DOCUMENT EXCERPT:

___

Apps Only: Mercat

Apps Only

Seeking out the best bites for under $15 a head.


Coliflor. [Photos: Ben Fishner]

Mercat, a faux-rustic tapas bar on Bond street in Noho, serves Catalonian-style dishes that manage to be both exotic and comforting. While the food here is quite good, it also can be a cursory tale in what I like to call the small plate red herring: just because the dishes are small and meant for sharing doesn't mean that they're going to be the best value.

We started with an order of the Coliflor ($8), fried florets of cauliflower topped with strips of crispy fried leeks and toasted pumpkin seeds. The cauliflower was not overcooked, as it so often can be, while the leeks added a nice crunch. The dish was "topped" with the pumpkin seeds, though they mostly collected in the bottom of the dish with the excess frying oil. We weren't quite sure what to do with them. The dish came with a hazelnut aioli, an addictive dip to be sure, though we didn't quite figure out what additional pumpkin seeds added to it.


Tonyina amb escabetx, a.k.a. tuna tartar.

Next up was the Tonyina amb Escabetx ($11), tuna tartar—one of the loudest versions of the dish I've ever had. The fish sat on a bed of avocado that had been spiked with lemon juice, the acidity nicely cutting the richness of the tuna. A few cucumber slices on top added crunch, and crispy yucca chips accompanied the tartar. The only complaint here? The menu suggested there'd be pork rinds involved in this dish, and we couldn't detect so much as a porky crumb.

___

SUPPLIED DATA:
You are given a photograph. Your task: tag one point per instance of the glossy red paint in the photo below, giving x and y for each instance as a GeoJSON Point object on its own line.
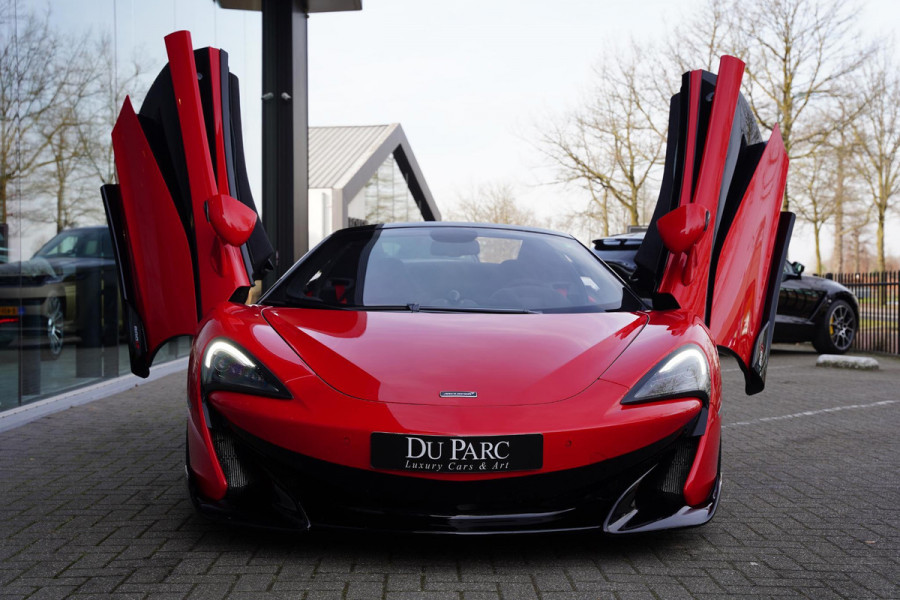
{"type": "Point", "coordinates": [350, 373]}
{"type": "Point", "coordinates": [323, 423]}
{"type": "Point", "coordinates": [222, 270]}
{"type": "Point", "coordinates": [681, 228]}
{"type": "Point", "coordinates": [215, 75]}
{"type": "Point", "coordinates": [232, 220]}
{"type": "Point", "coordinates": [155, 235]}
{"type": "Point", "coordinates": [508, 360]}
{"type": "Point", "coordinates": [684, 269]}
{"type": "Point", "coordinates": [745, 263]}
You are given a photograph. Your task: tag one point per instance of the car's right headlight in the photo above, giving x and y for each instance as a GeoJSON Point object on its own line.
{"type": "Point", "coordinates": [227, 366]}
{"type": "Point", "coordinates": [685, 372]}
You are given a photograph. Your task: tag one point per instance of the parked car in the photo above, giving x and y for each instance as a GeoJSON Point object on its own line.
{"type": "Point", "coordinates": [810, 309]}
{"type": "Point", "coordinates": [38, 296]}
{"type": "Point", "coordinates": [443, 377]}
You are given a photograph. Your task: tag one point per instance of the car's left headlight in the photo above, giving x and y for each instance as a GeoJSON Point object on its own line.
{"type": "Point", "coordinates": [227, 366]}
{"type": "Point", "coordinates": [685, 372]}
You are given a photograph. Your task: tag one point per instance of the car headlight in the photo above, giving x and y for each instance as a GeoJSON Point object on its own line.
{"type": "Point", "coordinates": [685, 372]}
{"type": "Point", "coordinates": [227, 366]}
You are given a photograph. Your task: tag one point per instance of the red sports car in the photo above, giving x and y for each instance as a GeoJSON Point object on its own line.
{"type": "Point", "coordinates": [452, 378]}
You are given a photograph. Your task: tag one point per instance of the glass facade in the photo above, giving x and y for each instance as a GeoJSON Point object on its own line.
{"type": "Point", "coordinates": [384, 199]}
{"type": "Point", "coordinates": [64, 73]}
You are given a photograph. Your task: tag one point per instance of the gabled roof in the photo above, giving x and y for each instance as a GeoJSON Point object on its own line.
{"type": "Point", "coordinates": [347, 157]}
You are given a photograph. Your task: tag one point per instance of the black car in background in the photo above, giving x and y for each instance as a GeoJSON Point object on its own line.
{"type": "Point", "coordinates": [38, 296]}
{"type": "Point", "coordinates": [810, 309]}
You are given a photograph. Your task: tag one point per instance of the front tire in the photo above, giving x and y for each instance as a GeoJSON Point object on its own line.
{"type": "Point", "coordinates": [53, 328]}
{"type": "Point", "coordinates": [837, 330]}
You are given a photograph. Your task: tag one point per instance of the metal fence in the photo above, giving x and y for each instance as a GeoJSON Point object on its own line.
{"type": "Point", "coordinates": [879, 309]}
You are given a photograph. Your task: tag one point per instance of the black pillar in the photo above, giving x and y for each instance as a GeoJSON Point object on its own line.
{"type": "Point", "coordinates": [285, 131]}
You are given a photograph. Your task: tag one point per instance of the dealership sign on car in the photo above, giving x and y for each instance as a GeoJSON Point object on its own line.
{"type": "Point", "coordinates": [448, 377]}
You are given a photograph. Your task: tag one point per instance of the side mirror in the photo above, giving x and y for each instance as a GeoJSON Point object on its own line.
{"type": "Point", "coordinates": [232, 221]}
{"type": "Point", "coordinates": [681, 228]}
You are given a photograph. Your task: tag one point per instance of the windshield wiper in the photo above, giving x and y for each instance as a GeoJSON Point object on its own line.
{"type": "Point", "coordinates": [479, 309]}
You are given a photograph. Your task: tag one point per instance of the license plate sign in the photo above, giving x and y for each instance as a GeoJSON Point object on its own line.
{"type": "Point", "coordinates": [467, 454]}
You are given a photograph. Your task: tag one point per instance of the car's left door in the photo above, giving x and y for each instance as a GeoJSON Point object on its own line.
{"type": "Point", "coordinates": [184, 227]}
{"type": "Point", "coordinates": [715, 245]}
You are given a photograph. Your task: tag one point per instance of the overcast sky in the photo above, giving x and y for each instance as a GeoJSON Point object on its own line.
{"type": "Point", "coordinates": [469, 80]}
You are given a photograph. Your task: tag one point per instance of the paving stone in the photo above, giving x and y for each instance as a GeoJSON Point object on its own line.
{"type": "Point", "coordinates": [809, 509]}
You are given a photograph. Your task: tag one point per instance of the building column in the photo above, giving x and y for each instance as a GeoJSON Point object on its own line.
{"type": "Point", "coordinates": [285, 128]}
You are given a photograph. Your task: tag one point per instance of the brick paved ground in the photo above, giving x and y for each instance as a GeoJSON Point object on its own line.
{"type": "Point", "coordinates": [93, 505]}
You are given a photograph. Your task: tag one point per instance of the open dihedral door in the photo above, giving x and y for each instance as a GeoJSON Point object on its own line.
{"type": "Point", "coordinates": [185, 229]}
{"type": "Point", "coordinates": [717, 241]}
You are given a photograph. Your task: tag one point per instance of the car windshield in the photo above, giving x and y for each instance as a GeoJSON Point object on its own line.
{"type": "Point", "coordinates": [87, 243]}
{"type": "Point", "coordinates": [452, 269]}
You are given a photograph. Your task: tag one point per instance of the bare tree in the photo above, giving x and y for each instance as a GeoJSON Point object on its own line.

___

WHAT IS ASKED:
1 > In the Mercat review, what did the tuna tartar sit on?
2 > Convert the rows from the line with "of the brick" through the last line of the rows into a JSON list of strings, one string per line, leaving out blank lines.
The Mercat review and the rows have nothing to do with each other.

TASK RESULTS:
1 > A bed of avocado spiked with lemon juice.

2 >
[
  "You are given a photograph. Your task: tag one point per instance of the brick paved ground in the photo above, giving x and y for each instance as a GeoJSON Point object on its own line.",
  "{\"type\": \"Point\", \"coordinates\": [93, 505]}",
  "You are given a photograph. Your task: tag one point per instance of the open dihedral door in the photo above, giving x and y for each instance as a GeoJSON Point object on its own line.",
  "{\"type\": \"Point\", \"coordinates\": [185, 229]}",
  "{\"type\": \"Point\", \"coordinates\": [717, 241]}",
  "You are given a photograph. Your task: tag one point per instance of the car windshield in the photo above, giving x and y for each instance as a GeoJSON Point object on its own line.",
  "{\"type\": \"Point\", \"coordinates\": [87, 243]}",
  "{\"type\": \"Point\", \"coordinates\": [452, 269]}",
  "You are given a photograph. Your task: tag one point per instance of the bare tree in the photo above, giving x and y for each instance as a GeoJSON Point object on its own line."
]